__Exercise aim__
Reproduce each of the following entries line for line, with no changes.

━━━━

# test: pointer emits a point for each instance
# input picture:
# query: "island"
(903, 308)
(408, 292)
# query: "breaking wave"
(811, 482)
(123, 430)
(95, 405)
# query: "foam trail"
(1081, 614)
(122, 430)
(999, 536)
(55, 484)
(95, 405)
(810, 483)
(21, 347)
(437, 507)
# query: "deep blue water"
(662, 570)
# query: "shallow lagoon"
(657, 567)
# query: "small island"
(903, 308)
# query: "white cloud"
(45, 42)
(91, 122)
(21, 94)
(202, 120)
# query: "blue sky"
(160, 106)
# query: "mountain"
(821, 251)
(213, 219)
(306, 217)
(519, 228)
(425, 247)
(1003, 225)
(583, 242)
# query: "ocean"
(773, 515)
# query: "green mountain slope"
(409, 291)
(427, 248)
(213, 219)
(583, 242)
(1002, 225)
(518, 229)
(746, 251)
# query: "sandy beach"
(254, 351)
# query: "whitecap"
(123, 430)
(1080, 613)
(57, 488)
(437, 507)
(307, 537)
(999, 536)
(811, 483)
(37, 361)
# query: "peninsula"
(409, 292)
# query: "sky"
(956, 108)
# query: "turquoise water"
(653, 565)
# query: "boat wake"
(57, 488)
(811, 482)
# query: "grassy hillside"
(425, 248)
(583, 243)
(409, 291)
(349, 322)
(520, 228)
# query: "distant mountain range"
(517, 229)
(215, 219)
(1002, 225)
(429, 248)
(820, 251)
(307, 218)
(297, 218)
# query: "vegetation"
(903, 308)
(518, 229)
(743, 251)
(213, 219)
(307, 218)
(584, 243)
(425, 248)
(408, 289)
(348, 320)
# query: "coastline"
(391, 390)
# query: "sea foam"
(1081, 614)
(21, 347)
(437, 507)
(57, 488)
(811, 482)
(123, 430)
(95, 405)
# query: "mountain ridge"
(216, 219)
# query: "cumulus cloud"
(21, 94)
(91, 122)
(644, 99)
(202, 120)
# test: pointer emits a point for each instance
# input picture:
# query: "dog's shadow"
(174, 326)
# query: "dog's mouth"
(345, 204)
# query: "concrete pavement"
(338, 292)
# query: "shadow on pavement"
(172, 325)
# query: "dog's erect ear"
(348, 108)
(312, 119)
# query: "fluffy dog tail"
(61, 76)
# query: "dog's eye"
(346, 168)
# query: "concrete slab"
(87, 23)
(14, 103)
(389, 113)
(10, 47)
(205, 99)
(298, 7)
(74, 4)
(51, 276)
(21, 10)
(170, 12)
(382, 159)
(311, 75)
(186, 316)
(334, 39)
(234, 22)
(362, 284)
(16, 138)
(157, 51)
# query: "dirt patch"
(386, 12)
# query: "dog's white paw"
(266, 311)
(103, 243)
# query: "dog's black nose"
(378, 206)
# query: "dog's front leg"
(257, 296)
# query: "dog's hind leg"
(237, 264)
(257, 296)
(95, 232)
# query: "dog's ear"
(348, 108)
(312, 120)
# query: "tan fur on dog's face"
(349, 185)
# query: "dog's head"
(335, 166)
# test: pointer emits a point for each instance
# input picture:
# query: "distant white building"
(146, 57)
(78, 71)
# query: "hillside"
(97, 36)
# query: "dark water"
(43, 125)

━━━━

__Response for this exercise__
# test: pointer emits a point for each instance
# input picture:
# query: "island"
(903, 308)
(408, 292)
# query: "breaking wave"
(811, 482)
(123, 430)
(95, 405)
# query: "foam trail"
(1081, 614)
(122, 430)
(999, 536)
(55, 484)
(95, 405)
(810, 483)
(21, 347)
(437, 507)
# query: "deep blue water"
(662, 570)
# query: "shallow lagoon"
(657, 567)
# query: "small island"
(903, 308)
# query: "white cloud"
(45, 42)
(91, 122)
(21, 94)
(202, 120)
# query: "blue sky"
(160, 106)
# query: "mountain"
(821, 251)
(213, 219)
(306, 217)
(519, 228)
(425, 247)
(1003, 225)
(583, 242)
# query: "ocean"
(773, 515)
# query: "green mountain slope"
(409, 291)
(427, 248)
(213, 219)
(583, 242)
(1002, 225)
(518, 229)
(746, 251)
# query: "sandy beach"
(254, 351)
# query: "whitecap"
(123, 430)
(1080, 613)
(57, 488)
(437, 507)
(307, 537)
(999, 536)
(811, 483)
(37, 361)
# query: "peninsula"
(409, 292)
# query: "sky"
(956, 108)
# query: "turquoise water"
(653, 565)
# query: "boat wake"
(57, 488)
(811, 482)
# query: "grassy hillside"
(425, 248)
(583, 243)
(409, 291)
(349, 322)
(520, 228)
# query: "distant mountain range"
(517, 229)
(215, 219)
(1002, 225)
(429, 248)
(820, 251)
(307, 218)
(297, 218)
# query: "vegetation"
(903, 308)
(518, 229)
(743, 251)
(213, 219)
(307, 218)
(584, 243)
(425, 248)
(408, 289)
(348, 320)
# query: "coastline"
(391, 390)
# query: "sea foam"
(1081, 614)
(21, 347)
(437, 507)
(57, 488)
(811, 482)
(123, 430)
(95, 405)
# query: "mountain ridge"
(216, 219)
# query: "cumulus cloud"
(21, 94)
(91, 122)
(644, 99)
(202, 120)
# test: pointer emits a point for each instance
# input picture:
# query: "dog's shadow"
(174, 326)
# query: "dog's mouth"
(345, 204)
# query: "concrete pavement"
(338, 292)
# query: "shadow on pavement"
(172, 325)
# query: "dog's erect ear"
(348, 108)
(312, 119)
# query: "fluffy dog tail"
(61, 76)
# query: "dog's eye"
(346, 168)
# query: "concrete slab"
(87, 23)
(14, 103)
(389, 113)
(10, 47)
(205, 99)
(298, 7)
(74, 4)
(51, 276)
(21, 10)
(170, 12)
(382, 159)
(311, 75)
(186, 316)
(334, 39)
(234, 22)
(362, 284)
(16, 138)
(157, 51)
# query: "dirt patch"
(386, 12)
# query: "dog's white paw"
(266, 311)
(103, 243)
# query: "dog's black nose"
(378, 206)
# query: "dog's front leg"
(257, 296)
# query: "dog's hind leg"
(237, 264)
(257, 296)
(95, 232)
# query: "dog's ear"
(348, 108)
(312, 120)
# query: "tan fur on dog's face"
(349, 185)
# query: "dog's head"
(335, 166)
# test: pointer emits a point for each instance
# input picture:
# query: "distant white building"
(146, 57)
(78, 71)
# query: "hillside"
(97, 36)
# query: "dark water"
(43, 125)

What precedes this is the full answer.